*Work required:*
Please write out the material that follows, exactly as it stands.

*Dataset excerpts:*

## Begin

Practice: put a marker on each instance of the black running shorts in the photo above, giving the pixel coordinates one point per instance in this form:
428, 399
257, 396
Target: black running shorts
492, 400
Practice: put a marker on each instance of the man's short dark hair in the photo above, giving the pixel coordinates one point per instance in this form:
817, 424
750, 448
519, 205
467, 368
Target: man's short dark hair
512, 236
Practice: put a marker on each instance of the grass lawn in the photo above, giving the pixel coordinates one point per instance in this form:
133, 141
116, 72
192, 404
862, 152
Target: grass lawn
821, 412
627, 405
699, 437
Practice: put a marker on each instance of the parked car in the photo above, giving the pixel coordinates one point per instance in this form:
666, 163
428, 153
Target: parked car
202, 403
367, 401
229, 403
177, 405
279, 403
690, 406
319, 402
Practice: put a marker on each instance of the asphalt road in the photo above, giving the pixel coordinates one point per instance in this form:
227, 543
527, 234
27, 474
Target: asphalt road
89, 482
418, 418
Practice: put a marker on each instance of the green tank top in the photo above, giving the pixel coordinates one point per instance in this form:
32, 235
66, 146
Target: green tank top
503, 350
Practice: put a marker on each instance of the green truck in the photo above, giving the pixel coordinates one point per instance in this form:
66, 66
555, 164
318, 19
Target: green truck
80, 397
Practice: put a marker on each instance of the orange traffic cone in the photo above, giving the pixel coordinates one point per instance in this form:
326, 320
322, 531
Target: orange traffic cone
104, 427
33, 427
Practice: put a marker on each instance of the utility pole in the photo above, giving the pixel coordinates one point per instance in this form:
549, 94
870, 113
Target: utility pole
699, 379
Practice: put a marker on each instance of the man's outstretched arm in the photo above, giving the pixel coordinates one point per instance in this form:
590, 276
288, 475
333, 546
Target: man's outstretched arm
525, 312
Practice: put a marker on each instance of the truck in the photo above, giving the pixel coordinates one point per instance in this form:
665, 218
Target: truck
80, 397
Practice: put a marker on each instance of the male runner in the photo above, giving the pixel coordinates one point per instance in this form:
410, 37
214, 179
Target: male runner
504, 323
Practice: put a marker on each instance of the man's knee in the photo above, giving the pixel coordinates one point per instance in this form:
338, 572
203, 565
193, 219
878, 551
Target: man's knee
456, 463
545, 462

## End

*Answer to this exercise:*
Practice: put a marker on each instance of the black running shorts in the photo above, giving the pixel coordinates one point per instance in this form:
428, 399
257, 396
Target: black running shorts
492, 400
Practice: put a marker on each instance of the man's short dark hair in the photo above, giving the pixel coordinates one point per instance in this form:
817, 424
750, 448
519, 205
467, 368
Target: man's short dark hair
512, 236
Practice: put a marker on each instance of the grass lawn in the photo above, giving the pixel coordinates one point per instance in this form:
133, 141
116, 72
192, 404
862, 152
Target: grass lawn
821, 412
627, 405
699, 437
Practice: put a marker on each instance of the parked car in the photo above, giving the pixel coordinates one point per instance in this form:
666, 163
428, 153
Target: parked car
202, 403
367, 401
229, 403
177, 405
279, 403
690, 406
319, 402
Practice: put a marker on each instance of the asphalt road in the photo above, giving the pixel coordinates one point per instance in this form:
227, 543
527, 234
27, 474
Target: asphalt road
89, 482
418, 418
Practice: put a marker on each instance of the green tank top in the photo above, giving the pixel coordinates one point per instance in this form:
32, 235
66, 146
Target: green tank top
503, 350
Practice: put a marker on each instance of the green truck in the photo above, giving the pixel coordinates one point per instance in this form:
66, 66
555, 164
318, 19
Target: green truck
80, 397
Practice: put a marker on each instance of the orange traffic cone in the photo above, giving the pixel coordinates one point per instance in this form:
326, 320
322, 531
Target: orange traffic cone
104, 427
33, 427
Practice: put a marker on each instance of the utility pole in the photo above, giving the pixel coordinates one point per instance in this form:
549, 94
870, 113
Target: utility pole
699, 379
Practice: put a marker on each instance of the man's outstretched arm in the photo above, giving the pixel coordinates one point per instance in this form:
590, 276
288, 475
333, 546
Target: man's outstretched arm
525, 312
Practice: put a marker on each instance of the truck in the photo above, giving the pixel coordinates one point per instance in this form:
665, 218
Target: truck
80, 397
Practice: put a marker on each instance of the male runner in the photo above, giving the pixel coordinates one point per instance in this form:
410, 37
214, 179
Target: male runner
504, 323
Practice: put a marker on each instance of the man's knee in the photo above, giving the pixel coordinates one point per instance in this form:
338, 572
203, 565
193, 219
878, 551
Target: man's knee
456, 463
545, 462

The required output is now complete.